Listing:
*-*-*

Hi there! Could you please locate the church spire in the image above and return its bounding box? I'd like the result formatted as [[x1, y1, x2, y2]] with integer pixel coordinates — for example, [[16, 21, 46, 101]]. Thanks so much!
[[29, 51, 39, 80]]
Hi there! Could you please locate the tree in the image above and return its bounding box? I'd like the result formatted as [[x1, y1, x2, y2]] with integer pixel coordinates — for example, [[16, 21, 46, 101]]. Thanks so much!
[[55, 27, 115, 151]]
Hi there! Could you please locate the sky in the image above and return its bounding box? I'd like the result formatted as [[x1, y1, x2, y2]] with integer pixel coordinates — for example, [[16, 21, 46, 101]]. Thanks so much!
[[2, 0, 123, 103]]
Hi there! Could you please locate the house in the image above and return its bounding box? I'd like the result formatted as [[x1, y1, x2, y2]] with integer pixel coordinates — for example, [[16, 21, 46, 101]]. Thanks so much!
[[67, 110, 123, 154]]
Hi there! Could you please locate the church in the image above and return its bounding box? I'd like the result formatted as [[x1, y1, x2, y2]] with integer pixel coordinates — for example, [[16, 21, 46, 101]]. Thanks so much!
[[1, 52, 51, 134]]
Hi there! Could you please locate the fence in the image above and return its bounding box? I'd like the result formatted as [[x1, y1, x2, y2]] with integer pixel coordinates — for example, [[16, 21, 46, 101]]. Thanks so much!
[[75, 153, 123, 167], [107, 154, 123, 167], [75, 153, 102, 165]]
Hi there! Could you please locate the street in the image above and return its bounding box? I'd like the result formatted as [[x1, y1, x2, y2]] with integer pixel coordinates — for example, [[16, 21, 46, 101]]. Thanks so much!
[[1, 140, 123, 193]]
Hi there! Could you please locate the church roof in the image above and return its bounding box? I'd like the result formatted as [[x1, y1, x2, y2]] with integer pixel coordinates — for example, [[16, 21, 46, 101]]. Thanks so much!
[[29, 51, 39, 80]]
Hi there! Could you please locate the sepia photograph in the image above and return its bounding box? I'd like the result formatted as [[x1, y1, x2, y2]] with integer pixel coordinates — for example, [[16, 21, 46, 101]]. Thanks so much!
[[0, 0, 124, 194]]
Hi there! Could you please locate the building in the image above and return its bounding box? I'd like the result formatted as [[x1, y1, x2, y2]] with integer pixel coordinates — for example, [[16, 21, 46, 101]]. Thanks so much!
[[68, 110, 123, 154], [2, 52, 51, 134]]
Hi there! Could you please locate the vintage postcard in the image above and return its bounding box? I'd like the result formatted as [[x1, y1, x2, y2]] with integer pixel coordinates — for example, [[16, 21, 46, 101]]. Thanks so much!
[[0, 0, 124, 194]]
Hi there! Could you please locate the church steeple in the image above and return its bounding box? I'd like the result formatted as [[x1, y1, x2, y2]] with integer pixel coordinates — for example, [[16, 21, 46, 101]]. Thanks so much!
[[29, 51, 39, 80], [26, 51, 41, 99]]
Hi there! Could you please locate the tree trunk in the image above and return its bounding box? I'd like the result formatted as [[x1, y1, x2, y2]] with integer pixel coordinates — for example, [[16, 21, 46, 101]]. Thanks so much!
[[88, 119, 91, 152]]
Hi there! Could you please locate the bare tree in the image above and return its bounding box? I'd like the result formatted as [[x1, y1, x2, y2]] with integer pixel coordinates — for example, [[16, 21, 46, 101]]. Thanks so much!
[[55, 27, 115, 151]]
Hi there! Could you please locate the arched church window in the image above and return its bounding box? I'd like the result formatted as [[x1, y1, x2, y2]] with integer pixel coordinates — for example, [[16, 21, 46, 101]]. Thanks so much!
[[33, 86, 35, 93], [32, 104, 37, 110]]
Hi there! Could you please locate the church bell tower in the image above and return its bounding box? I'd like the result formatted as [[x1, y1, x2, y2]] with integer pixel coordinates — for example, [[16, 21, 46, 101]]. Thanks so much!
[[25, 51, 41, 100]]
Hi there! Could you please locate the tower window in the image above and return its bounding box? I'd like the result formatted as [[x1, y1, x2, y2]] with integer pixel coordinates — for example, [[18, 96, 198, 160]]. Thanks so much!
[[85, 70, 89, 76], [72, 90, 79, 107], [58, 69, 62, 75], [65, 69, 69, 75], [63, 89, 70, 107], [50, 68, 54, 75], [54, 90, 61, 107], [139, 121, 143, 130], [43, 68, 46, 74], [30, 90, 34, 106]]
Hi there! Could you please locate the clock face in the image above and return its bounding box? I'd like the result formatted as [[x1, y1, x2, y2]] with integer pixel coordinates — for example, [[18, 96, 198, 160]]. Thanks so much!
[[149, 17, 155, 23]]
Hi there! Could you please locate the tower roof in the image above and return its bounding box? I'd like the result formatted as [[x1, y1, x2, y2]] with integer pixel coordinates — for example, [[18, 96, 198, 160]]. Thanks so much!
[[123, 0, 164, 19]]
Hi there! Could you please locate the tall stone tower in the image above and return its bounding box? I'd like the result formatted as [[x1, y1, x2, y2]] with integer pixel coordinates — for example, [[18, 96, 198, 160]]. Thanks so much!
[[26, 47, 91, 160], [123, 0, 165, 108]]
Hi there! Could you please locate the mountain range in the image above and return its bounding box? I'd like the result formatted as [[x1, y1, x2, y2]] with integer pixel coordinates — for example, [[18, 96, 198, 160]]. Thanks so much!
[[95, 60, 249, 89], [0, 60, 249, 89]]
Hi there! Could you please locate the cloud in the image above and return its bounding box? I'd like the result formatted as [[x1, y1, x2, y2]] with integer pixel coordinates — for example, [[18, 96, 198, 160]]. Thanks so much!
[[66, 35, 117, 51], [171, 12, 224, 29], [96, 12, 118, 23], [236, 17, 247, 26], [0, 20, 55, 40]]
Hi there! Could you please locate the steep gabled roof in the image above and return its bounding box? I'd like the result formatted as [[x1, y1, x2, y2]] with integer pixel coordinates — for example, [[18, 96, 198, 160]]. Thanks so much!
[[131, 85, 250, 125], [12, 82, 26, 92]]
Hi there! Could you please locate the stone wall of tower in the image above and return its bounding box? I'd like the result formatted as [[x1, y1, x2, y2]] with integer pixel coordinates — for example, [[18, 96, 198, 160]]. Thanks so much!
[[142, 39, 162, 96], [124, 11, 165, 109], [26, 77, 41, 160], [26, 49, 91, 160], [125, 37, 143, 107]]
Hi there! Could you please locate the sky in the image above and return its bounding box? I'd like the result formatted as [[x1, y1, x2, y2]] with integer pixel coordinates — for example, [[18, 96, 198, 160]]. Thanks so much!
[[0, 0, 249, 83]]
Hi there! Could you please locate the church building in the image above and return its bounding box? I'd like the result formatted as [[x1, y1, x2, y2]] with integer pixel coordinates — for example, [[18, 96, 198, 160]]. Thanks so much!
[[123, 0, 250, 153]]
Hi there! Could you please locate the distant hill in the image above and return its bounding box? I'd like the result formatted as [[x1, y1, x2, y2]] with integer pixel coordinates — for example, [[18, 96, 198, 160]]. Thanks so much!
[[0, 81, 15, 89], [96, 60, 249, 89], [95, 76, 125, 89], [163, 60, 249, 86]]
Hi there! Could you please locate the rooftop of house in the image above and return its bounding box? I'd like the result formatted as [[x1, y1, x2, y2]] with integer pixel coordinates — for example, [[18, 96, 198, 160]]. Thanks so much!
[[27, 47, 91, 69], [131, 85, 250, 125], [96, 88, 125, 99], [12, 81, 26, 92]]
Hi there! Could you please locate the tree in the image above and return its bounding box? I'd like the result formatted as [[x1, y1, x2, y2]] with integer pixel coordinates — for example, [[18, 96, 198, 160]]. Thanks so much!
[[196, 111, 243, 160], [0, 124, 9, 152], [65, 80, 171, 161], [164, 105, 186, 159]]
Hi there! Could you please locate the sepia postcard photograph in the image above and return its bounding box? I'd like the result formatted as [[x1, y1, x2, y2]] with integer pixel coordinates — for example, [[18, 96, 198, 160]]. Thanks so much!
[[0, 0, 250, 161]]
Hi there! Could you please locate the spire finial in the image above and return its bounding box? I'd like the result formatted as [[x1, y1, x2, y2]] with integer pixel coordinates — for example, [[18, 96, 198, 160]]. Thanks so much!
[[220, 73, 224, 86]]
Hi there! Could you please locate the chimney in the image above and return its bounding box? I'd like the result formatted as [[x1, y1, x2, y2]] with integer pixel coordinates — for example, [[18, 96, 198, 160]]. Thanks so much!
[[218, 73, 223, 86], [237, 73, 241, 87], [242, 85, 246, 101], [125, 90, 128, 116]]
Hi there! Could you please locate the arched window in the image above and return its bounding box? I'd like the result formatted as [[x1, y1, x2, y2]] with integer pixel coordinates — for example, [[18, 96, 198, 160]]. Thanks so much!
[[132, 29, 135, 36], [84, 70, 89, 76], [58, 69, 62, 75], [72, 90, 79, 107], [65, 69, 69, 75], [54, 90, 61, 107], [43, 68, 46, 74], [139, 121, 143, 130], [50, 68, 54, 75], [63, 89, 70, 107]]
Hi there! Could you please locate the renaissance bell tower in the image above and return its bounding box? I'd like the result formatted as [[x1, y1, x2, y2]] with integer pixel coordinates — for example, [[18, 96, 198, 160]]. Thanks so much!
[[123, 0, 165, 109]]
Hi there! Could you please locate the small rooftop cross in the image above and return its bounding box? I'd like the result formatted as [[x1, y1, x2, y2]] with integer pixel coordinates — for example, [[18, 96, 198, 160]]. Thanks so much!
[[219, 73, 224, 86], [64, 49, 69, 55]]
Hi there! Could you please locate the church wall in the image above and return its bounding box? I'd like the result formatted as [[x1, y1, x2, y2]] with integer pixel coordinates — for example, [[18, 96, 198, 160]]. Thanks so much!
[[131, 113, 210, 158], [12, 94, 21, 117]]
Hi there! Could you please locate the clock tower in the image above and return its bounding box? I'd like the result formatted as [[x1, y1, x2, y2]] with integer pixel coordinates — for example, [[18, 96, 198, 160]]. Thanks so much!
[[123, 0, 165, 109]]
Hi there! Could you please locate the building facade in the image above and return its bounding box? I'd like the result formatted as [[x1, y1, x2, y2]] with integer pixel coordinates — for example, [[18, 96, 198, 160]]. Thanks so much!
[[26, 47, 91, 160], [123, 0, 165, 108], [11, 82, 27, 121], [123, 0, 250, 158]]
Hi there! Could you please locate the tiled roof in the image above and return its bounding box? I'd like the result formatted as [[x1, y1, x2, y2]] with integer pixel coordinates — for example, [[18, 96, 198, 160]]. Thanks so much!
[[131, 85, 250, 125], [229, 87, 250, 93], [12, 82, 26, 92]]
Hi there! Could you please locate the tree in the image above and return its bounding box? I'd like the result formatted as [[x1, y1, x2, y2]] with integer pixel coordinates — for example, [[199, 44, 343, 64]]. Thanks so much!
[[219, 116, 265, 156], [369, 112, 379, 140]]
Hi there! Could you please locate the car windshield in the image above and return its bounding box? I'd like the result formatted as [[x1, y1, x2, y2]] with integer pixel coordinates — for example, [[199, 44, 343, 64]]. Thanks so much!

*-*-*

Written problem: Write out, unchanged, the lines of the items above, starting at the line that has "Hi there! Could you please locate the clock tower" and stopping after the line that has "0, 250, 158]]". Include both of those lines.

The output:
Hi there! Could you please locate the clock tower in the image above and return its bounding box? I'd like the result formatted as [[x1, y1, x2, y2]] with integer pixel coordinates — for example, [[18, 96, 198, 160]]. Thanks so much!
[[123, 0, 165, 109]]
Hi there! Could you please locate the building facade in the image above and return its bounding box? I'd like the result formatted as [[x1, y1, x2, y2]] with integer pixel coordinates — for example, [[18, 96, 198, 160]]. Thanks so much!
[[26, 47, 91, 160], [123, 0, 165, 108], [11, 82, 27, 121], [123, 0, 250, 158]]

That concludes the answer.